[Records from a point labeling set]
════════════════

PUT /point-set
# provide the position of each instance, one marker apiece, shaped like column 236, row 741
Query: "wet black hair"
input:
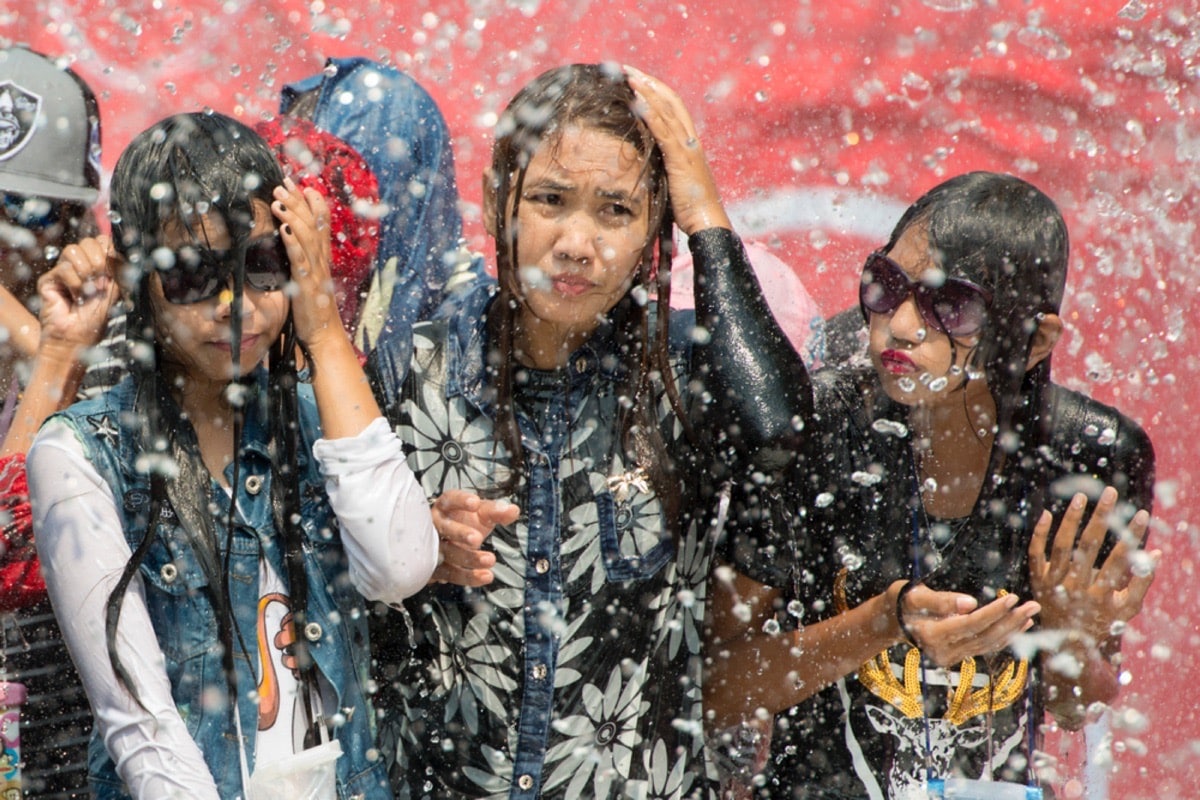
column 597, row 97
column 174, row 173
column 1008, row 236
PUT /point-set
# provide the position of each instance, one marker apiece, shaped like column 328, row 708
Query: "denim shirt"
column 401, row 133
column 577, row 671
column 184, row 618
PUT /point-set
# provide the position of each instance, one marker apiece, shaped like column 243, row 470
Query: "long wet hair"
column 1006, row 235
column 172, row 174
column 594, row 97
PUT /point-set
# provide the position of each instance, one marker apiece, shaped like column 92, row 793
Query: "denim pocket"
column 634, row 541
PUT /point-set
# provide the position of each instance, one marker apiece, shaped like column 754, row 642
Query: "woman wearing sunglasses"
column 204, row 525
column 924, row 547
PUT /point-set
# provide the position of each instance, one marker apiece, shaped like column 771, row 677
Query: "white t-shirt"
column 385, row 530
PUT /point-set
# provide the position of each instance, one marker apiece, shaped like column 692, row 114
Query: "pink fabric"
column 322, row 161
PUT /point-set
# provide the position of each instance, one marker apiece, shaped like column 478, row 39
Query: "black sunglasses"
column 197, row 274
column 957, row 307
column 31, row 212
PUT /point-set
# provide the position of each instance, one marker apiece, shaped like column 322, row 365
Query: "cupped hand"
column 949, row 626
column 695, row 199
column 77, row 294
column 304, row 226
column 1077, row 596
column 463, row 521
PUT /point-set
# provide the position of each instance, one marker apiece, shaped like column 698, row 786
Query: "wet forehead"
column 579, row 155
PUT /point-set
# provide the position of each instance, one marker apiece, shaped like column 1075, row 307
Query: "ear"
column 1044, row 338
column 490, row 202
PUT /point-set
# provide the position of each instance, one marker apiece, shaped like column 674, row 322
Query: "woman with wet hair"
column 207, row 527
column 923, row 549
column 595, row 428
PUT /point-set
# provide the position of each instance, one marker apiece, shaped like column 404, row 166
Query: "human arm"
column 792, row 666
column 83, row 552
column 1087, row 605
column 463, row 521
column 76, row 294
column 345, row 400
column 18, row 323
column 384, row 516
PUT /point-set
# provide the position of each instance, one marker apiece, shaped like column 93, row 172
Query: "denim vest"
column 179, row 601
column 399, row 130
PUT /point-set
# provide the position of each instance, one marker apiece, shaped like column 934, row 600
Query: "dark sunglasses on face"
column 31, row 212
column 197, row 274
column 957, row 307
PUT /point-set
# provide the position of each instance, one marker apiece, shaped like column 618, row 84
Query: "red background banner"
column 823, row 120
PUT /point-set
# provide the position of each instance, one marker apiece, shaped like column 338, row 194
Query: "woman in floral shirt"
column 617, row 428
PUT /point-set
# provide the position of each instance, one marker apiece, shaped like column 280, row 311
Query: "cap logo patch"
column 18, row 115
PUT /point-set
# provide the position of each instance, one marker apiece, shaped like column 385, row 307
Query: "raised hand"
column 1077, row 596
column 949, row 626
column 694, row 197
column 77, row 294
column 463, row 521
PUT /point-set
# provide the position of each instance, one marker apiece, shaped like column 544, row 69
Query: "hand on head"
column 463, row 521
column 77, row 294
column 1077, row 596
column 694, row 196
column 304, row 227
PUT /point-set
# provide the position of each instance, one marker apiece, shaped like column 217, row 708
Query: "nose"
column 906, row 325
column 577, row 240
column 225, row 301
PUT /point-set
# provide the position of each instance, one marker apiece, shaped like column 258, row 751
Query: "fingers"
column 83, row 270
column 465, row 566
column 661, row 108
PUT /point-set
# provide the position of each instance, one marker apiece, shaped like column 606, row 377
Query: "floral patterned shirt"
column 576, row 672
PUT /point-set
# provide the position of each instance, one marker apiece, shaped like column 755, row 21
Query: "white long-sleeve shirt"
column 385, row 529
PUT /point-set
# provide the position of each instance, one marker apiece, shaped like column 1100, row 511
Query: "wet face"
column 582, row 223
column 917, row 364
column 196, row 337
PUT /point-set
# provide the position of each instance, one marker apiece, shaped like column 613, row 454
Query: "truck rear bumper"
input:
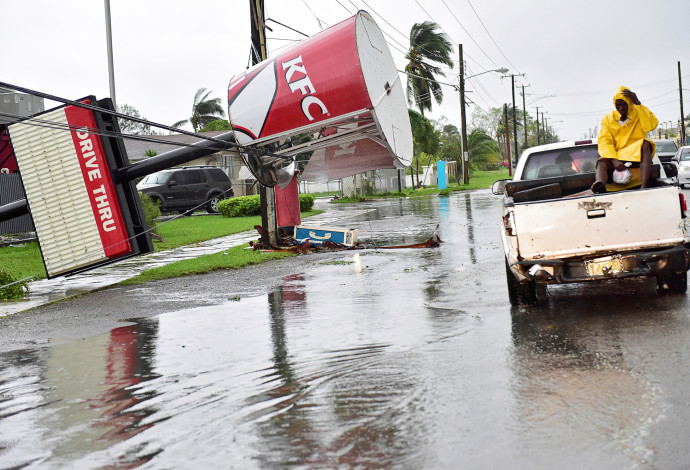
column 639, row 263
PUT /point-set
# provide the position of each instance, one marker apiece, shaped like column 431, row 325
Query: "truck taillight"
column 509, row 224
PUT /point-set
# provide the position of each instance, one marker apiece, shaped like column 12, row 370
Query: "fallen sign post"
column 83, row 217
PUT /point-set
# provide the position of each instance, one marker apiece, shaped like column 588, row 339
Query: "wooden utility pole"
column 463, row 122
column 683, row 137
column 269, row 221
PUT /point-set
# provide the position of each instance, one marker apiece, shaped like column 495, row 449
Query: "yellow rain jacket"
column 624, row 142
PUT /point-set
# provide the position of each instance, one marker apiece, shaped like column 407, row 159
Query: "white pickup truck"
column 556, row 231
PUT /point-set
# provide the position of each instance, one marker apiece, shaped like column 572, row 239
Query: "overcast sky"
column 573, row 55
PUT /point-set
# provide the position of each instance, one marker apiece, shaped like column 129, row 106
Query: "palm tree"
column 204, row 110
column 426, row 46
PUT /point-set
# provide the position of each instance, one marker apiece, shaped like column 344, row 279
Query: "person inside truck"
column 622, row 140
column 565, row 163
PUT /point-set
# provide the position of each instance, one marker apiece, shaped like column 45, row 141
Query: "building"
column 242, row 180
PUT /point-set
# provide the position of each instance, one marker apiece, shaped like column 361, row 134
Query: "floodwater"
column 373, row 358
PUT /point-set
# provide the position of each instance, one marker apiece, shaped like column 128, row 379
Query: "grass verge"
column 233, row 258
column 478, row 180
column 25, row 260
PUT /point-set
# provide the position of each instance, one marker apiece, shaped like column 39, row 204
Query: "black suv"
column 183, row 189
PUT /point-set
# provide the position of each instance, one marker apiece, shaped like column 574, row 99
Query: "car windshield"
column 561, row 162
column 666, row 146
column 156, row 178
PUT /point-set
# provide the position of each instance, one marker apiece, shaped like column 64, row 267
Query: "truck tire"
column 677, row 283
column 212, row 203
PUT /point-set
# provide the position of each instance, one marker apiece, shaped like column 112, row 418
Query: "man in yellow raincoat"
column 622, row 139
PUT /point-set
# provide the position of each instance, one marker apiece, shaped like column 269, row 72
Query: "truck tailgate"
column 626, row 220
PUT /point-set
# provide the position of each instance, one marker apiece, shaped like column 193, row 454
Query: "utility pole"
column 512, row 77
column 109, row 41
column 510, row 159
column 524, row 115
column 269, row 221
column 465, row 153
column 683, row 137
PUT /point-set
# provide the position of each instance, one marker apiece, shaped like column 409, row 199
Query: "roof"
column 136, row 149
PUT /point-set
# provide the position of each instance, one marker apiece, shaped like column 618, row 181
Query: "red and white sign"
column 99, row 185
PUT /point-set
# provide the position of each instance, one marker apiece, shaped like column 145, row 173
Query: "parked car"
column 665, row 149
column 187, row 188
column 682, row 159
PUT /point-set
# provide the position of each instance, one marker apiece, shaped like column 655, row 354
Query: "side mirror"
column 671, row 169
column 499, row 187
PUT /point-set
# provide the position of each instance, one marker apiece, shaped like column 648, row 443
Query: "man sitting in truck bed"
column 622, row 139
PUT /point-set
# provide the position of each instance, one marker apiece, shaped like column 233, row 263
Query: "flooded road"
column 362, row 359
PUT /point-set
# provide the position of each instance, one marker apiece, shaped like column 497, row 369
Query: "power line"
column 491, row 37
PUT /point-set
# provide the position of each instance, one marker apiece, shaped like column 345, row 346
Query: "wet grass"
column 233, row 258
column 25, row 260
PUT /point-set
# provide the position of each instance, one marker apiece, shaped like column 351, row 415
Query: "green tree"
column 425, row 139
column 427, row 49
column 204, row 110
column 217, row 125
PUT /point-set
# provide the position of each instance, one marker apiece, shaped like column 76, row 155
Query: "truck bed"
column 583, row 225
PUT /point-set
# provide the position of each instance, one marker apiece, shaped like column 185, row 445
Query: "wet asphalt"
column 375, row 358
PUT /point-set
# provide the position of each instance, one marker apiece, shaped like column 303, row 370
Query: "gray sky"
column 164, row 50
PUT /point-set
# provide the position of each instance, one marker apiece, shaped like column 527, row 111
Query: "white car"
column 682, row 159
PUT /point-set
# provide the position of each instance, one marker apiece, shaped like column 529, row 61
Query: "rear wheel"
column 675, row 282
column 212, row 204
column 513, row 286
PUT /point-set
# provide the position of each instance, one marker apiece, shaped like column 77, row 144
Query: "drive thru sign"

════════════════

**Set problem**
Repeat the rows word for word from the very start down through the line containing "column 634, row 541", including that line. Leave the pictures out of your copy.

**Expected output**
PUT /point-set
# provide the position of each instance, one marker apiece, shaped like column 236, row 741
Query: "wet black hair"
input:
column 597, row 97
column 174, row 173
column 1008, row 236
PUT /point-set
# provide the position of each instance, one marker apiece, shaped like column 328, row 708
Query: "denim shirt"
column 401, row 133
column 577, row 671
column 184, row 618
PUT /point-set
# provide the position of each instance, one marker apiece, shaped like column 243, row 470
Query: "long wet hair"
column 1006, row 235
column 172, row 174
column 594, row 97
PUT /point-set
# provide the position of each instance, one marker apiece, shaped like column 92, row 793
Query: "denim pocket"
column 634, row 541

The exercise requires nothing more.